[Excerpts of pointing data]
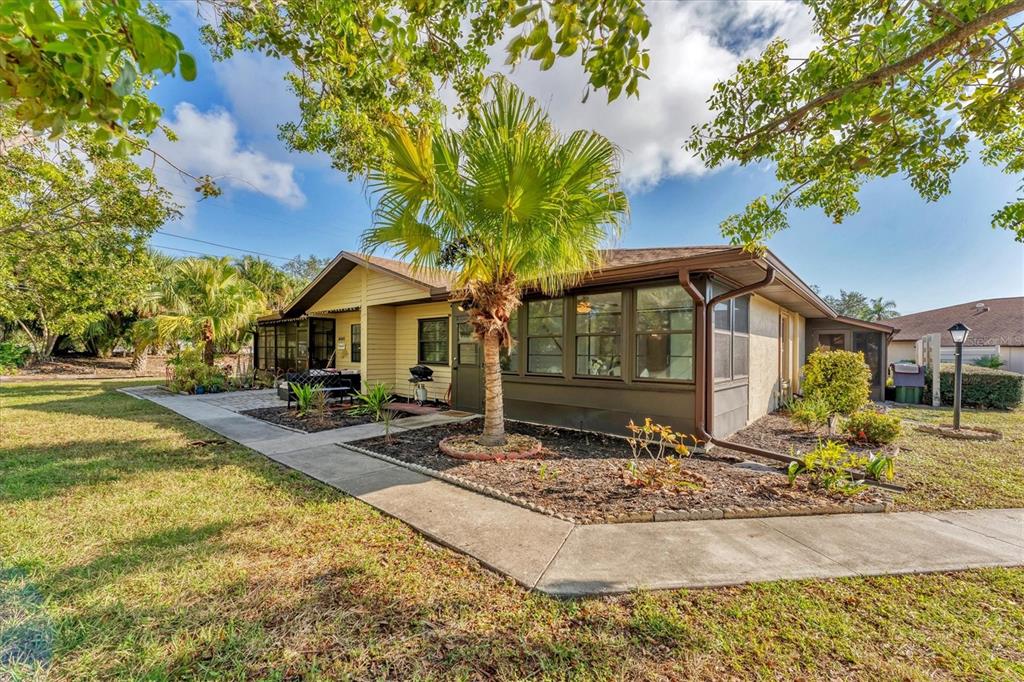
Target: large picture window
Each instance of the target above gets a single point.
(355, 338)
(599, 331)
(433, 341)
(732, 325)
(510, 356)
(544, 336)
(664, 333)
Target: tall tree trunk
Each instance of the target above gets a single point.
(494, 403)
(208, 355)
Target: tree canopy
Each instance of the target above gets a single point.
(357, 65)
(75, 219)
(86, 62)
(895, 87)
(507, 202)
(855, 304)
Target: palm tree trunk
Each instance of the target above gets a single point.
(494, 407)
(208, 355)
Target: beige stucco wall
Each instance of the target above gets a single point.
(1014, 358)
(763, 381)
(902, 350)
(407, 350)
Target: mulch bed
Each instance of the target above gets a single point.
(581, 475)
(335, 418)
(778, 433)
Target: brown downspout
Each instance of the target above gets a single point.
(704, 375)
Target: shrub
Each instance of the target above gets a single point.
(982, 387)
(830, 466)
(871, 426)
(809, 412)
(840, 379)
(374, 401)
(991, 361)
(12, 356)
(304, 395)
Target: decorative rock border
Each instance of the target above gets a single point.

-- Task prompt --
Using the material above, extract the line that contains "Target: tall tree trunk" and every line after it, exactly as given; stop at the last line.

-- Written answer --
Target: tall tree trunk
Each instance of the target above gets a single point.
(494, 403)
(208, 355)
Target: tree canopy
Each instance of the target above gets a single point.
(357, 65)
(75, 219)
(86, 62)
(895, 87)
(507, 202)
(855, 304)
Target: palm tree trunk
Each instance of the target above gets a single point.
(494, 407)
(208, 355)
Target: beige stucco wall
Each instance of the target above gets a single point.
(1014, 358)
(763, 381)
(902, 350)
(407, 350)
Target: mulch bed
Each instance of the target above gets a single point.
(581, 475)
(335, 418)
(778, 433)
Target: brown downspout
Each instance of the target above gets a single point.
(704, 375)
Target: shrub
Each instance of the target above gets a single point.
(982, 387)
(830, 466)
(871, 426)
(809, 412)
(840, 379)
(374, 401)
(991, 361)
(12, 356)
(304, 395)
Target: decorative rock border
Each instance of the target above gets a single point.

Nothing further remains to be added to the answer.